> _КОРОТКОЕ ЗАДАНИЕ 1_: Кто, согласно статье, предсказал скорую победу идей свободного предпринимательства во всем мире?

> _СТАТЬЯ_:
——————————

Стало уже общим местом признавать, что произошедшее в Восточной Европе крушение коммунизма (точнее, крушение тоталитарных коммунистических режимов) привело к дискредитации социалистической идеи во всем мире. Вожди социалистической (рабочей) партии Израиля уже приступили к отмыванию своей партийной символики от марксистских стереотипов. Американский политолог Фрэнсис Фукуяма с истинно американским оптимизмом уже успел предсказать скорую победу идей свободного предпринимательства во всем мире.

Конечно, эта реакция не имеет никакого отношения ни к истине, как таковой, ни даже к вопросу об обоснованности социалистических теорий. Такая паника, на самом деле, отражает лишь современный уровень вмешательства массового сознания в общественные дела, где истина не просто относительна, но заведомо субъективна. Если основанные на эволюционной модели науки иллюзии, распространенные в XIX веке, требовали от тогдашних лидеров некоего наукообразия в представлении их взглядов, в наше время одно только упоминание о научной обоснованности каких-либо политических затей может оказаться достаточным, чтобы обречь их на полный провал.

Поэтому я думаю, что сегодня еще не оценена, не взята в расчет дальняя перспектива этого массового психологического кризиса, который грозит выйти за пределы, обозначенные для критики сегодня. Я имею в виду, что социалистический эксперимент в значительной степени явился результатом предшествующей эволюции гуманизма и, по крайней мере до времени, всегда сочетался с борьбой за свободу.

Может быть, только революционное движение в России впервые ярко подчеркнуло присущее гуманизму противоречие между либерализмом (борьбой за свободу) и социализмом (борьбой за народное счастье). В других странах народное счастье (точнее, благосостояние) труднее отделялось от свободы, и социализм, поэтому, проявлялся в менее устрашающих формах. Теперь, наблюдая динамику отката, паническое отступничество во всем мире от предшествующего эйфорического отношения к социализму, я ожидаю близкого кризиса гуманизма вообще.

В преддверии такой тотальной мировой перестройки мне кажется необходимым обдумать идеологические основания, на которых покоится существование нашего государства, т.е. сионизм.

——————————

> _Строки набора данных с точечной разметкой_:
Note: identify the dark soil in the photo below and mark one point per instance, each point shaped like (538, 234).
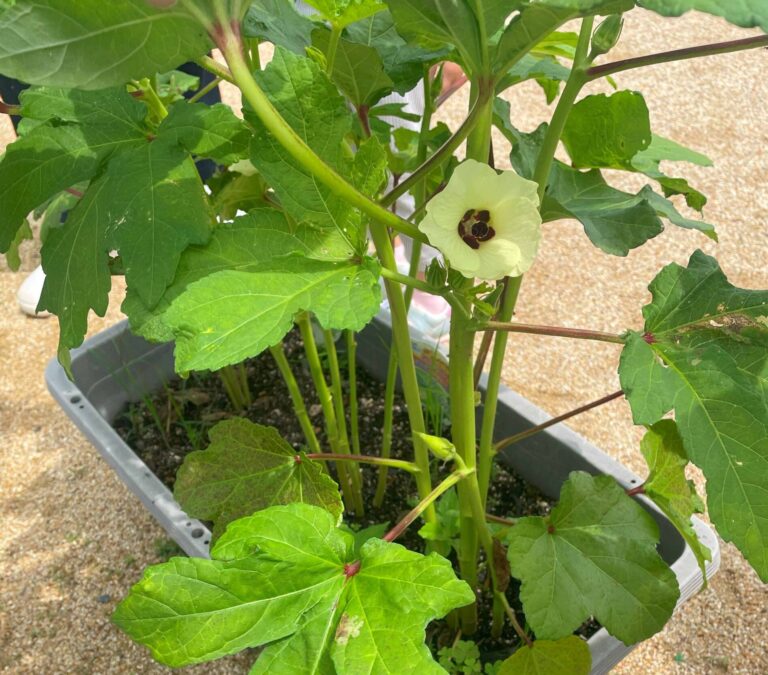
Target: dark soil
(163, 429)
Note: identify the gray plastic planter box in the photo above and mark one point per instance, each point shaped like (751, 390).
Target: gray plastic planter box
(115, 367)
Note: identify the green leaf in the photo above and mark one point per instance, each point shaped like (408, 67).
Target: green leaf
(287, 578)
(403, 62)
(437, 24)
(666, 209)
(662, 149)
(594, 555)
(615, 221)
(156, 207)
(76, 263)
(357, 69)
(263, 236)
(341, 13)
(304, 95)
(569, 656)
(668, 487)
(207, 131)
(12, 254)
(536, 22)
(704, 353)
(114, 109)
(542, 69)
(232, 315)
(246, 468)
(91, 44)
(745, 13)
(54, 156)
(278, 22)
(607, 131)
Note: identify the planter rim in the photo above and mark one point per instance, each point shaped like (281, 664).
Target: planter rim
(194, 537)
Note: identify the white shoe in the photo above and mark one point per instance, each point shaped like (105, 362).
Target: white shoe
(29, 293)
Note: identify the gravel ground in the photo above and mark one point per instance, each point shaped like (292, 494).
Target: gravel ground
(73, 538)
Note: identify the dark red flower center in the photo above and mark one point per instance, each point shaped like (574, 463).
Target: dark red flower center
(475, 227)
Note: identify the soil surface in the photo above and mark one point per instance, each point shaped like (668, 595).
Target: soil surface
(165, 428)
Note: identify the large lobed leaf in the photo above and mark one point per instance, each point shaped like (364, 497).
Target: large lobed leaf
(568, 656)
(263, 235)
(232, 315)
(614, 132)
(593, 556)
(288, 579)
(60, 153)
(91, 44)
(704, 353)
(246, 468)
(668, 487)
(614, 220)
(155, 205)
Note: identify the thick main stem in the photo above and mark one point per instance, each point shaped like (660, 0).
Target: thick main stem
(486, 451)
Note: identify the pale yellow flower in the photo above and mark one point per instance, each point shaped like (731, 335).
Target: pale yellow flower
(486, 223)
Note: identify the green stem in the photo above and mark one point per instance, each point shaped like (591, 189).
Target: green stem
(212, 66)
(576, 80)
(677, 55)
(402, 345)
(299, 406)
(297, 147)
(386, 441)
(341, 421)
(516, 438)
(442, 154)
(410, 467)
(554, 331)
(462, 392)
(427, 502)
(215, 82)
(463, 435)
(486, 451)
(326, 401)
(333, 46)
(354, 416)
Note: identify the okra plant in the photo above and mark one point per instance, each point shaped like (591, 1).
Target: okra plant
(297, 228)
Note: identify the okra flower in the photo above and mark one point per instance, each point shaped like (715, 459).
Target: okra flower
(486, 224)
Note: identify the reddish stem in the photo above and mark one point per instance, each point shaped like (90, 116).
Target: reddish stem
(555, 331)
(556, 420)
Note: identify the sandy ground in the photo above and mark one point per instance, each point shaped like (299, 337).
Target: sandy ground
(73, 538)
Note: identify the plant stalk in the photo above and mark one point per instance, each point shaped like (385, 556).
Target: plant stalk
(486, 451)
(341, 421)
(427, 502)
(299, 406)
(232, 49)
(410, 467)
(516, 438)
(712, 49)
(553, 331)
(326, 402)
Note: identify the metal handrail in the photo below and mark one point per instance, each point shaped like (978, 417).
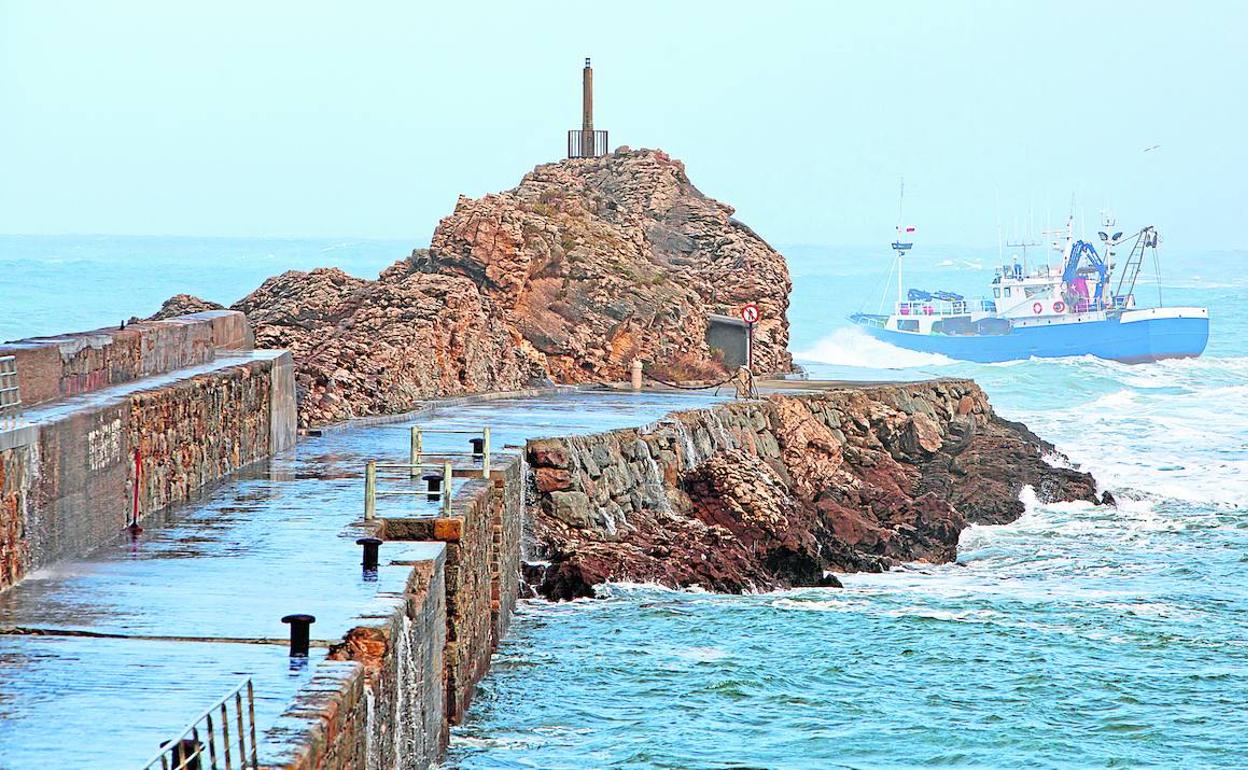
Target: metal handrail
(942, 307)
(199, 740)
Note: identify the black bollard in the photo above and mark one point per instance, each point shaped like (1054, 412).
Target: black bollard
(184, 754)
(301, 634)
(434, 484)
(372, 545)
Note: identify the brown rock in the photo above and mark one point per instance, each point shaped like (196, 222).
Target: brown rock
(760, 496)
(599, 261)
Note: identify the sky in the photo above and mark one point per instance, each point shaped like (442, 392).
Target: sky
(368, 119)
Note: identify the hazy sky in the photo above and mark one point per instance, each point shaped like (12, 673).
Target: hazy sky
(368, 119)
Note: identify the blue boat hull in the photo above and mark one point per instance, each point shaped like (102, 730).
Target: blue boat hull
(1136, 342)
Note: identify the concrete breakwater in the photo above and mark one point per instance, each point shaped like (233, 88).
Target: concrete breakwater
(393, 684)
(129, 421)
(716, 497)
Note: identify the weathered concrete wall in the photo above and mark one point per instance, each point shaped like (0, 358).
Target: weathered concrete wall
(378, 701)
(416, 669)
(196, 431)
(55, 367)
(16, 467)
(159, 393)
(482, 537)
(69, 476)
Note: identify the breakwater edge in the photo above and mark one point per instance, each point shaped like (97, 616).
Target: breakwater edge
(895, 491)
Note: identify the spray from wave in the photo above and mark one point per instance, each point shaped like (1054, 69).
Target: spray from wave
(851, 347)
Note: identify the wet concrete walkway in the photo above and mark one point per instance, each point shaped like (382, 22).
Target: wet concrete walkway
(196, 603)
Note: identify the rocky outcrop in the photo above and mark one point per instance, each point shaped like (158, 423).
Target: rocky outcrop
(599, 261)
(584, 266)
(370, 347)
(754, 496)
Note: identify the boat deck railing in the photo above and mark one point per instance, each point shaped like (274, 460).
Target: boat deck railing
(944, 307)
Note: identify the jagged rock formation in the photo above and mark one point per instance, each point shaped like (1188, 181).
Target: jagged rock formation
(584, 266)
(370, 347)
(602, 260)
(774, 493)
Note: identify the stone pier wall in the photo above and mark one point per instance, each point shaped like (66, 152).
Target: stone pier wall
(55, 367)
(483, 544)
(110, 401)
(417, 668)
(378, 700)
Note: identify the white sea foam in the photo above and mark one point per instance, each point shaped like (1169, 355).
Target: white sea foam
(853, 347)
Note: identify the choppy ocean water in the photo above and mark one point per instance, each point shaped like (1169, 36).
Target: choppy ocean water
(1078, 637)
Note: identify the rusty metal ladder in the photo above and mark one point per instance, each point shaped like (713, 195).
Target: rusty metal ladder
(221, 738)
(10, 393)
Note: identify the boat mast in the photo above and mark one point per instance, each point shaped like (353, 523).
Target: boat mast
(901, 199)
(901, 246)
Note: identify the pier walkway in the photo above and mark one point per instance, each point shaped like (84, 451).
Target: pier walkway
(104, 658)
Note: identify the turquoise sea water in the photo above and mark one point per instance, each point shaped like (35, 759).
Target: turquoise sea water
(1078, 637)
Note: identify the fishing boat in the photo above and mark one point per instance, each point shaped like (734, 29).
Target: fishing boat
(1083, 306)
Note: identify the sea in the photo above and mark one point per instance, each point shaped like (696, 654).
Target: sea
(1077, 637)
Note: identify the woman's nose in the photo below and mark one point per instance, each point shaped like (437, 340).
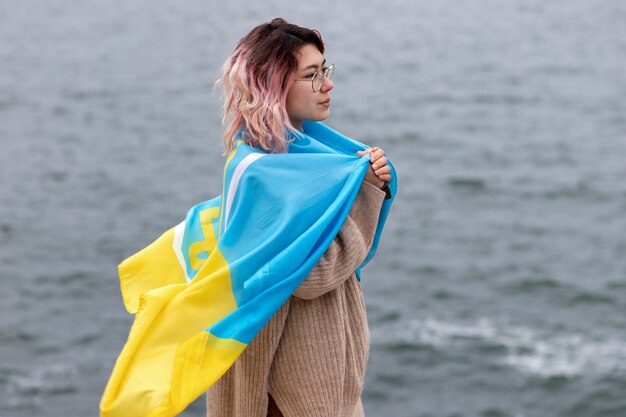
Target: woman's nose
(327, 85)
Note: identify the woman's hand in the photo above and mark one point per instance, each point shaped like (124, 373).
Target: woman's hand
(379, 173)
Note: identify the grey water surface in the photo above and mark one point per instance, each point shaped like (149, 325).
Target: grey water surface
(499, 288)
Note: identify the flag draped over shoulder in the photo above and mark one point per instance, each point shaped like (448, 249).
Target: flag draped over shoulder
(205, 288)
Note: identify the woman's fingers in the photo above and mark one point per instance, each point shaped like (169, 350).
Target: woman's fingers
(383, 170)
(379, 163)
(377, 153)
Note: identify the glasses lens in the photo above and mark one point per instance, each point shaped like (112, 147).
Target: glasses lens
(318, 81)
(330, 72)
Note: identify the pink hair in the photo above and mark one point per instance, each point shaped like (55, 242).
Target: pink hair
(255, 81)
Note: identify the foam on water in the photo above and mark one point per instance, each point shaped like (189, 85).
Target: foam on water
(525, 349)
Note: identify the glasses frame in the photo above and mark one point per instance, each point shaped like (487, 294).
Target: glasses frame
(328, 72)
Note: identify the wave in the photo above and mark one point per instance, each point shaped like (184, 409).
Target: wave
(535, 352)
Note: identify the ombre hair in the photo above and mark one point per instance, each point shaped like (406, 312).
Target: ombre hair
(255, 81)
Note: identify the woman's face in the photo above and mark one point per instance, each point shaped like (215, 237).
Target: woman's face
(302, 102)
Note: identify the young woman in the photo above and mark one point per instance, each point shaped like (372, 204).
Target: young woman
(309, 359)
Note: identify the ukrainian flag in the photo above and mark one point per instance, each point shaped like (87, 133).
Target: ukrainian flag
(205, 288)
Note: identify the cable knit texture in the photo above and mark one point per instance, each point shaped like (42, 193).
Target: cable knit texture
(309, 359)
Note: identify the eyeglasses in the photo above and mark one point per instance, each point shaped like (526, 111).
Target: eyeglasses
(317, 79)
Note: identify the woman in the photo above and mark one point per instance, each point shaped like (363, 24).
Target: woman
(310, 358)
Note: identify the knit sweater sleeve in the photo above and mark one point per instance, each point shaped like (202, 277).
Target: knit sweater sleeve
(349, 248)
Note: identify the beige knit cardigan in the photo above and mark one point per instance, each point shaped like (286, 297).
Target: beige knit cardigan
(309, 359)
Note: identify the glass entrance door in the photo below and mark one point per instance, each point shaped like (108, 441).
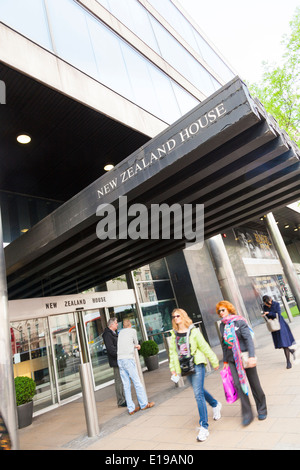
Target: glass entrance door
(66, 354)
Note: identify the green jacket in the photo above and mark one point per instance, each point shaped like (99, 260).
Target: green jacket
(199, 348)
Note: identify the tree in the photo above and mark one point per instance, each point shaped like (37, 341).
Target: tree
(279, 89)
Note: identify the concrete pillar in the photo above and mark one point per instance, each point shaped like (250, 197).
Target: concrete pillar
(284, 257)
(8, 407)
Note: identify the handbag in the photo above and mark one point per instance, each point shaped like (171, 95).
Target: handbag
(273, 324)
(230, 391)
(187, 364)
(245, 359)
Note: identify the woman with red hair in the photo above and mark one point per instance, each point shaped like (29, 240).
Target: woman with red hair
(237, 339)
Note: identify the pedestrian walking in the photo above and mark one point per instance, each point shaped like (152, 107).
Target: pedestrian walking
(127, 342)
(236, 340)
(186, 338)
(282, 338)
(110, 338)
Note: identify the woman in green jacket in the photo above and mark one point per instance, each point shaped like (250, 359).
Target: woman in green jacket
(182, 328)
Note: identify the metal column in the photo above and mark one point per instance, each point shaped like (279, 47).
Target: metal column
(8, 407)
(225, 275)
(86, 379)
(284, 257)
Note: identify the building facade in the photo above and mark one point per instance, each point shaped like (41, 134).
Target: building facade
(132, 68)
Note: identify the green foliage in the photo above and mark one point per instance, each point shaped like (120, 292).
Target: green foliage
(25, 389)
(149, 348)
(279, 89)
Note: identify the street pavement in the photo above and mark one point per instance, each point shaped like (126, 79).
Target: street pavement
(171, 425)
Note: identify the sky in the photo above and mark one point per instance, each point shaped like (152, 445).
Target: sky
(245, 32)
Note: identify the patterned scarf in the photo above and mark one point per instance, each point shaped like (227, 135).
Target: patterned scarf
(232, 342)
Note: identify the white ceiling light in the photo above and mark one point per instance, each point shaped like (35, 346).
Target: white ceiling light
(23, 139)
(109, 166)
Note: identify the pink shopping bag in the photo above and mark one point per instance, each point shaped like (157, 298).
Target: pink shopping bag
(230, 391)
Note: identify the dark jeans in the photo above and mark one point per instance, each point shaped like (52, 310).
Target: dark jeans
(257, 392)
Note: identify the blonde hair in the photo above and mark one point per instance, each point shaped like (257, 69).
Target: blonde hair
(184, 316)
(226, 304)
(126, 323)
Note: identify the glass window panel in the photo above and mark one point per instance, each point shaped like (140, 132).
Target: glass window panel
(182, 60)
(28, 18)
(66, 354)
(193, 38)
(167, 107)
(95, 323)
(142, 87)
(71, 36)
(157, 318)
(185, 101)
(31, 357)
(110, 61)
(133, 15)
(104, 3)
(126, 311)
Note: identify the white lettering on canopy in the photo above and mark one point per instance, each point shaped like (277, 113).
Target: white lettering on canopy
(160, 152)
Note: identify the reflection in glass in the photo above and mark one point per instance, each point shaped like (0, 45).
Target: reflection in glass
(66, 354)
(126, 311)
(95, 324)
(156, 297)
(31, 353)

——————————

> _КОРОТКОЕ ЗАДАНИЕ 2_: Представьте в виде таблицы Markdown со столбцами «№» и «Строка» участок строк набора данных с точечной разметкой, который открывается строкой, содержащей «Note: identify the okra flower», и закрывается строкой, содержащей «(1136, 342)», включая обе. Пустые строки пропустите, изображения в ответ не включайте.

> _РАЗОБРАННЫЙ ОТВЕТ 1_: Американский политолог Фрэнсис Фукуяма.

> _РАЗОБРАННЫЙ ОТВЕТ 2_:
| № | Строка |
|---|---|
| 1 | Note: identify the okra flower in the photo above and mark one point per instance, each point shaped like (715, 459). |
| 2 | Target: okra flower |
| 3 | (486, 224) |
| 4 | Note: identify the reddish stem in the photo above and mark one point per instance, each point shaped like (90, 116). |
| 5 | Target: reddish stem |
| 6 | (555, 331) |
| 7 | (556, 420) |
| 8 | Note: identify the sandy ground in the photo above and mark one point per instance, each point shaped like (299, 337). |
| 9 | Target: sandy ground |
| 10 | (73, 538) |
| 11 | Note: identify the plant stalk in the photo above and mark one point per instance, each point shaped like (385, 556). |
| 12 | Target: plant stalk |
| 13 | (486, 451) |
| 14 | (341, 421) |
| 15 | (427, 502) |
| 16 | (299, 406) |
| 17 | (232, 49) |
| 18 | (410, 467) |
| 19 | (516, 438) |
| 20 | (712, 49) |
| 21 | (553, 331) |
| 22 | (326, 402) |
| 23 | Note: identify the metal handrail in the photo below and mark one point per instance, each point shaped like (978, 417). |
| 24 | Target: metal handrail |
| 25 | (942, 307) |
| 26 | (199, 740) |
| 27 | Note: identify the black bollard in the photo above and mark one point per instance, each point shaped like (1054, 412). |
| 28 | Target: black bollard |
| 29 | (184, 754) |
| 30 | (301, 634) |
| 31 | (434, 484) |
| 32 | (372, 545) |
| 33 | Note: identify the brown rock in the photo above and mark one point per instance, each point shaped like (196, 222). |
| 34 | Target: brown rock |
| 35 | (760, 496) |
| 36 | (599, 261) |
| 37 | Note: identify the sky in the photo above and mark one point per instance, each point shaped like (442, 392). |
| 38 | Target: sky |
| 39 | (368, 119) |
| 40 | Note: identify the hazy sky in the photo above and mark one point per instance, each point shaped like (12, 673). |
| 41 | Target: hazy sky |
| 42 | (368, 119) |
| 43 | Note: identify the blue boat hull in the photo above and mark one point per instance, each point shaped like (102, 730). |
| 44 | Target: blue boat hull |
| 45 | (1136, 342) |